### Directive:
Your task is to return the line containing "Where can you spot the horse's hoof?" plus every line after it, exactly and with nothing added.

>> start Available records

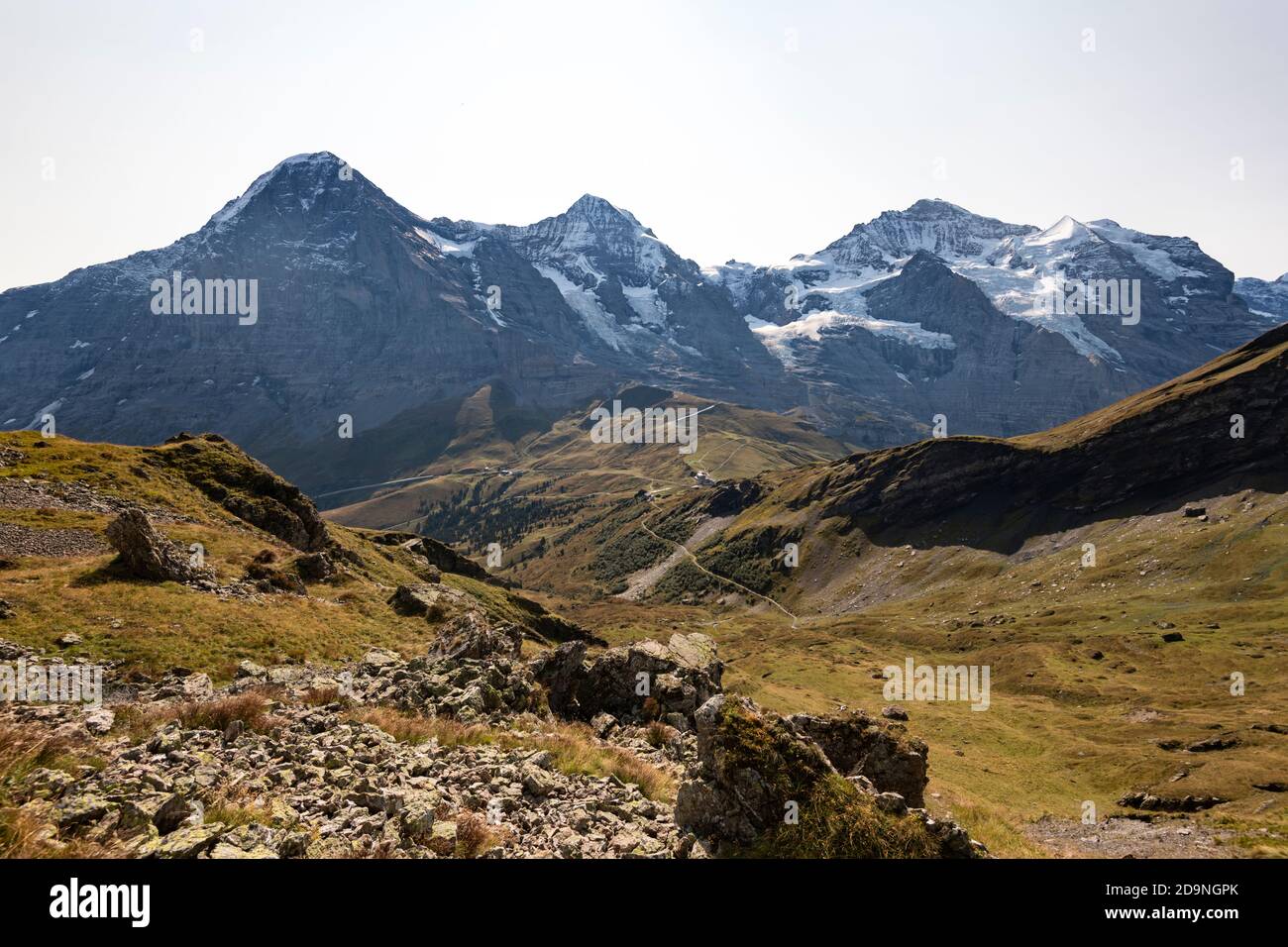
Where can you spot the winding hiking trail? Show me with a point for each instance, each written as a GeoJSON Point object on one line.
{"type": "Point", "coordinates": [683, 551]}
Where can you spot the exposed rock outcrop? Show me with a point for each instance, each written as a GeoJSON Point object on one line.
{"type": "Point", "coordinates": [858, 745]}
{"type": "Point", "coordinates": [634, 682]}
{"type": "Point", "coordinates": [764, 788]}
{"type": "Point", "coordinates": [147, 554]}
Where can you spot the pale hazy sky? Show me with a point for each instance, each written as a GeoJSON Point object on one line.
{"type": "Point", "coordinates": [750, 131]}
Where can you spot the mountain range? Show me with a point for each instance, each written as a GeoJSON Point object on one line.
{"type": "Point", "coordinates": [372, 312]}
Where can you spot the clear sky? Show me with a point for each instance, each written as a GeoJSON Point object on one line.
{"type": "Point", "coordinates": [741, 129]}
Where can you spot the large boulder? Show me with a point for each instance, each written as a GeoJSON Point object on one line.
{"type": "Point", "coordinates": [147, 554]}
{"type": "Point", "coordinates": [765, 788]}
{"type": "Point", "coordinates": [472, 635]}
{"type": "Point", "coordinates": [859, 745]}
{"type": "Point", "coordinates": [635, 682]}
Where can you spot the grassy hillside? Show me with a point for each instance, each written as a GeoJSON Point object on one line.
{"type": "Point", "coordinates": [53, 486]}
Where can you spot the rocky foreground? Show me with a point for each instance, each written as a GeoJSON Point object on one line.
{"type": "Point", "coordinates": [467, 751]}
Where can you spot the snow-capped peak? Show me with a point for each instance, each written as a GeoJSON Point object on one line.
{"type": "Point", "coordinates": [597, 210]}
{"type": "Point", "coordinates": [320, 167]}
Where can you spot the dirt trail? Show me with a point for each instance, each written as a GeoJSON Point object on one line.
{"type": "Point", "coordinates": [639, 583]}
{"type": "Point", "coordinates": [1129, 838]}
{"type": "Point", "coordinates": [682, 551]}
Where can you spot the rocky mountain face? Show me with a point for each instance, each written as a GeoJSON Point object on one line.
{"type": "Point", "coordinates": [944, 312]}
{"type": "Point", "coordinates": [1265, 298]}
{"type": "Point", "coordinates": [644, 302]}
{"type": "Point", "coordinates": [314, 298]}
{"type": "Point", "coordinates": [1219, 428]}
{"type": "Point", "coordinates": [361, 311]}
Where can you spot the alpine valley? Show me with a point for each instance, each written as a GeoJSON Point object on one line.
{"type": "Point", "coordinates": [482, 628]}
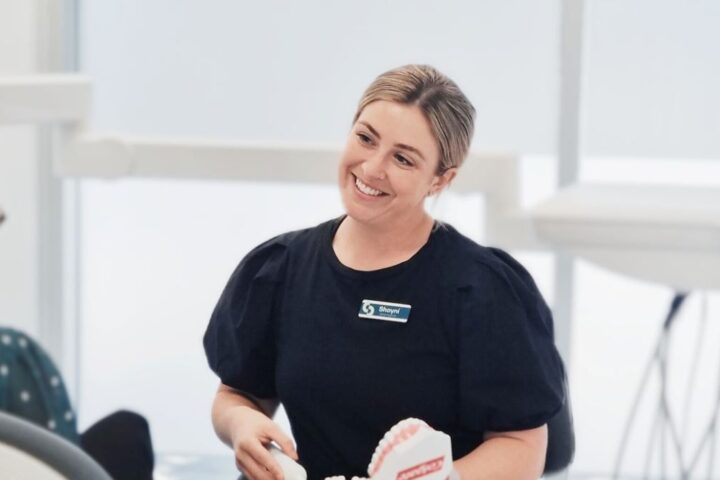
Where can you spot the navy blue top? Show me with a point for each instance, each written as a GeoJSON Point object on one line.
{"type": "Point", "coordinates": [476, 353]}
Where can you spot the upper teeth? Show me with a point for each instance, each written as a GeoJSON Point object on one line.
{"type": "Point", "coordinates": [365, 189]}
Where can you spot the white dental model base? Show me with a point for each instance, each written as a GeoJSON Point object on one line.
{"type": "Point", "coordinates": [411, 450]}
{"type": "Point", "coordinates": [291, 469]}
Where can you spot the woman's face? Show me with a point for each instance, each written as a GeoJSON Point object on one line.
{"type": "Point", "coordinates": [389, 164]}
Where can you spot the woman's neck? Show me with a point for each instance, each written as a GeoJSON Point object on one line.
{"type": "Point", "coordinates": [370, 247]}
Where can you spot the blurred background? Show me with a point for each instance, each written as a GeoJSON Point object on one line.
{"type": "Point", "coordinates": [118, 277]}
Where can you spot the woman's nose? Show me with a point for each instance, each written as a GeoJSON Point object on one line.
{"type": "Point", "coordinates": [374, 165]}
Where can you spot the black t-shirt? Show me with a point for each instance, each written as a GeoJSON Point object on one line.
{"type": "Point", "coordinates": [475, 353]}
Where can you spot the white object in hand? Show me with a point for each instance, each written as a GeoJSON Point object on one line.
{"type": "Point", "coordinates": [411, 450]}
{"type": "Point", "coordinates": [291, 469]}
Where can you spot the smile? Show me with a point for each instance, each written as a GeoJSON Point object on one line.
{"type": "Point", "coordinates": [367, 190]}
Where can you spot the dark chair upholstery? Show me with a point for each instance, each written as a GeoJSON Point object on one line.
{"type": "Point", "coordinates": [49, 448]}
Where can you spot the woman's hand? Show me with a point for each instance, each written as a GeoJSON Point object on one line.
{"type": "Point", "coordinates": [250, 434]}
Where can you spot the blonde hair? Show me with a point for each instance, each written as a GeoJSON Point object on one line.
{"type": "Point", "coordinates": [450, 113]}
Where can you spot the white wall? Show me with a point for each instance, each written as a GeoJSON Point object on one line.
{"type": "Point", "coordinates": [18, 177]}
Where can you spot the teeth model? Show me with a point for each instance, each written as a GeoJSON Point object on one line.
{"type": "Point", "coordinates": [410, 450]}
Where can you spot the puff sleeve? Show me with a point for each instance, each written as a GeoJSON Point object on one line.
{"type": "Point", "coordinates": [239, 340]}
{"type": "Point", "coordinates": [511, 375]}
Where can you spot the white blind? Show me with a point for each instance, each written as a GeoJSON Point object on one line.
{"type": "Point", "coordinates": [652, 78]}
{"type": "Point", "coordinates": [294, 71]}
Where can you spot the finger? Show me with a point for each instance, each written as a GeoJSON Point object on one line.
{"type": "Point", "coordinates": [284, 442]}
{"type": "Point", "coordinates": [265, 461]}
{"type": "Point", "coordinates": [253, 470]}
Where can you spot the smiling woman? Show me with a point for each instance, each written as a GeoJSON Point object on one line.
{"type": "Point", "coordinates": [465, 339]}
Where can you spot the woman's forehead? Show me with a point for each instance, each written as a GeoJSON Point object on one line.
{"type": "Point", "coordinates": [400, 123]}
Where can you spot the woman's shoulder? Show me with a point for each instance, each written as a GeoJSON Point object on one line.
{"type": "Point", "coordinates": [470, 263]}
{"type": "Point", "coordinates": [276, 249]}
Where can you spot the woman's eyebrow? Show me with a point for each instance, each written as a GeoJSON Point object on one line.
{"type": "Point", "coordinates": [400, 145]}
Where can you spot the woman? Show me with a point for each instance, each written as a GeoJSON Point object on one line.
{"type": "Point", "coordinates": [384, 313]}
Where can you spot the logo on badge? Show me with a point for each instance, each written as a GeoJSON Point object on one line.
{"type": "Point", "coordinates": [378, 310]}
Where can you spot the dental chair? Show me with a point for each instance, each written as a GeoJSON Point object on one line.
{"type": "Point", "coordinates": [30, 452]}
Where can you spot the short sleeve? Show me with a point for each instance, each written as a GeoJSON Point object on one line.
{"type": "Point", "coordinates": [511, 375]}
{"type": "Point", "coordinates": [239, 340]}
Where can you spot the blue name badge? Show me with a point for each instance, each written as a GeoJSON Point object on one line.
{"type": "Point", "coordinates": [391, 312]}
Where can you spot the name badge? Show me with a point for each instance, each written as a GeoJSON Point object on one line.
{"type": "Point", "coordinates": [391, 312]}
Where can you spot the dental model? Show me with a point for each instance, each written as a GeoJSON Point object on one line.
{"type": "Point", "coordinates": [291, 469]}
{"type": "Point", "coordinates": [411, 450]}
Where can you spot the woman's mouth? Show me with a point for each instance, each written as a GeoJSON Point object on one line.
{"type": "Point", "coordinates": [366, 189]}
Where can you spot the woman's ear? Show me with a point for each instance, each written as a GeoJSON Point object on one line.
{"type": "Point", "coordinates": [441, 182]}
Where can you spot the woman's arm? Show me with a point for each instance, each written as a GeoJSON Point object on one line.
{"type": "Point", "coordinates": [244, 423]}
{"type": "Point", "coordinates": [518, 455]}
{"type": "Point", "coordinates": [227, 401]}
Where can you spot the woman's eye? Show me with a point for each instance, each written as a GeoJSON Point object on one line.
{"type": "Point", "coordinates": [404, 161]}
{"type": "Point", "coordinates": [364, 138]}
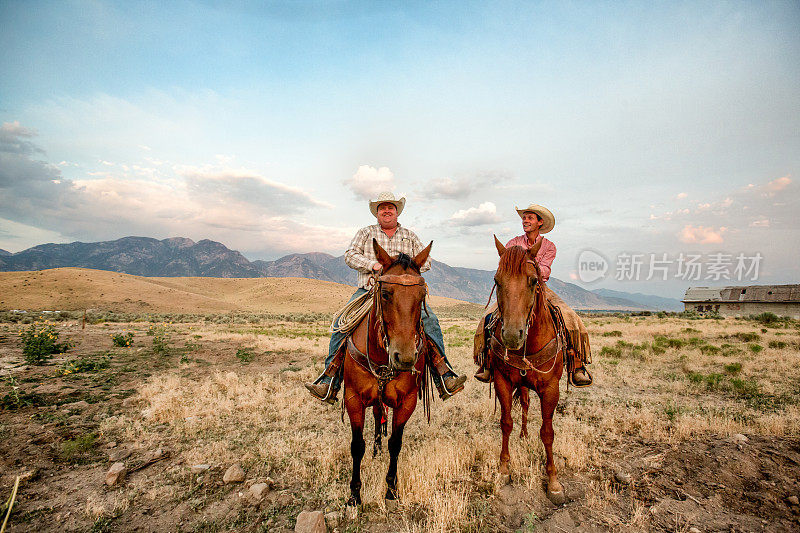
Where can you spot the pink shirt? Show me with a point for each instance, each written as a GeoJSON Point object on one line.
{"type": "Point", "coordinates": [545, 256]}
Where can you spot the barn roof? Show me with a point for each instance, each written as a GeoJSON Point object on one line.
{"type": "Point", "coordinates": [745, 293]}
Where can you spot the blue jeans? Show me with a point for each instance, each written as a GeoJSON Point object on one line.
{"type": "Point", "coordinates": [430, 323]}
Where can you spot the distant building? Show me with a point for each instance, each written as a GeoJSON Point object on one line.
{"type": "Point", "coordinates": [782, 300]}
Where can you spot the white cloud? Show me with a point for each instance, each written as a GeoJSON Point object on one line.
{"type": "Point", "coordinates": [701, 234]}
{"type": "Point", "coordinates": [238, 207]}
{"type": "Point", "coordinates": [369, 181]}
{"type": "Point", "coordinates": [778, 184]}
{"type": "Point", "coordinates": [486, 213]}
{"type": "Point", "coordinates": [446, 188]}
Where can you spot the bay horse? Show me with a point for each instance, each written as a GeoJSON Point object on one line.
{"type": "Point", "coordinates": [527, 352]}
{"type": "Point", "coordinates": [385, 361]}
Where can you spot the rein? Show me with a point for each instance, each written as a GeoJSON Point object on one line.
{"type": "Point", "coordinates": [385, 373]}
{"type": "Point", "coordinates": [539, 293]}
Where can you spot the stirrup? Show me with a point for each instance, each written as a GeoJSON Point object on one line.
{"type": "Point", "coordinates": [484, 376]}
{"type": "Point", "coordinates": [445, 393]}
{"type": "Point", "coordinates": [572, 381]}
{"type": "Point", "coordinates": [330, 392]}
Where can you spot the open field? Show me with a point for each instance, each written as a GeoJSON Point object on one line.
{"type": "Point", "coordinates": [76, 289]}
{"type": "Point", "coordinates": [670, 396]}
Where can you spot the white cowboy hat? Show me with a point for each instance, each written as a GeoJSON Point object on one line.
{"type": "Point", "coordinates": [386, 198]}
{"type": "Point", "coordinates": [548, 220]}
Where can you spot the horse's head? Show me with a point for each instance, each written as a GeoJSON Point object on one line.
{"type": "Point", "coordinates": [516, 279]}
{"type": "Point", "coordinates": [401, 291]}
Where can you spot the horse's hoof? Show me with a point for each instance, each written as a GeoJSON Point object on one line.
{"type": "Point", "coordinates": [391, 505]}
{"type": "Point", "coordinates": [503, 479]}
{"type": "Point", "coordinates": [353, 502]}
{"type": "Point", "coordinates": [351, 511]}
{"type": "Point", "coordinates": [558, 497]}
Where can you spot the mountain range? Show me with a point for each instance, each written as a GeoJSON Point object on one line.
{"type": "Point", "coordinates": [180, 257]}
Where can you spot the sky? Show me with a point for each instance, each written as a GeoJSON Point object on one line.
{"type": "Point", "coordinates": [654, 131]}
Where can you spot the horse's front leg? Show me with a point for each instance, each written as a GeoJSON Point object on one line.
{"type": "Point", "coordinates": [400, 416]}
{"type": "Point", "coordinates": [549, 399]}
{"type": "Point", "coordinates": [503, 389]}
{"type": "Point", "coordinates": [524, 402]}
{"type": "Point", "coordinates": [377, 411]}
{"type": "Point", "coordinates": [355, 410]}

>> end Available records

### Answer to this exercise:
Where can you spot the horse's hoof? Show me with a point for each instance, each written as a GeoJSON Point object on one line.
{"type": "Point", "coordinates": [391, 505]}
{"type": "Point", "coordinates": [503, 479]}
{"type": "Point", "coordinates": [353, 502]}
{"type": "Point", "coordinates": [351, 511]}
{"type": "Point", "coordinates": [558, 497]}
Where can you spot the mountain range? Show me with a point for each instance, each written as a GeoJSON Point object on one line.
{"type": "Point", "coordinates": [180, 257]}
Where can you spot the sky? Show me with a point for each instance, each written as a GeoJSON Point object on one line.
{"type": "Point", "coordinates": [654, 131]}
Where can you spot the horse's front leg? Show me with a point for each instance, each written as a GeoJSON Point object on one line.
{"type": "Point", "coordinates": [400, 416]}
{"type": "Point", "coordinates": [549, 399]}
{"type": "Point", "coordinates": [503, 389]}
{"type": "Point", "coordinates": [524, 402]}
{"type": "Point", "coordinates": [377, 411]}
{"type": "Point", "coordinates": [355, 410]}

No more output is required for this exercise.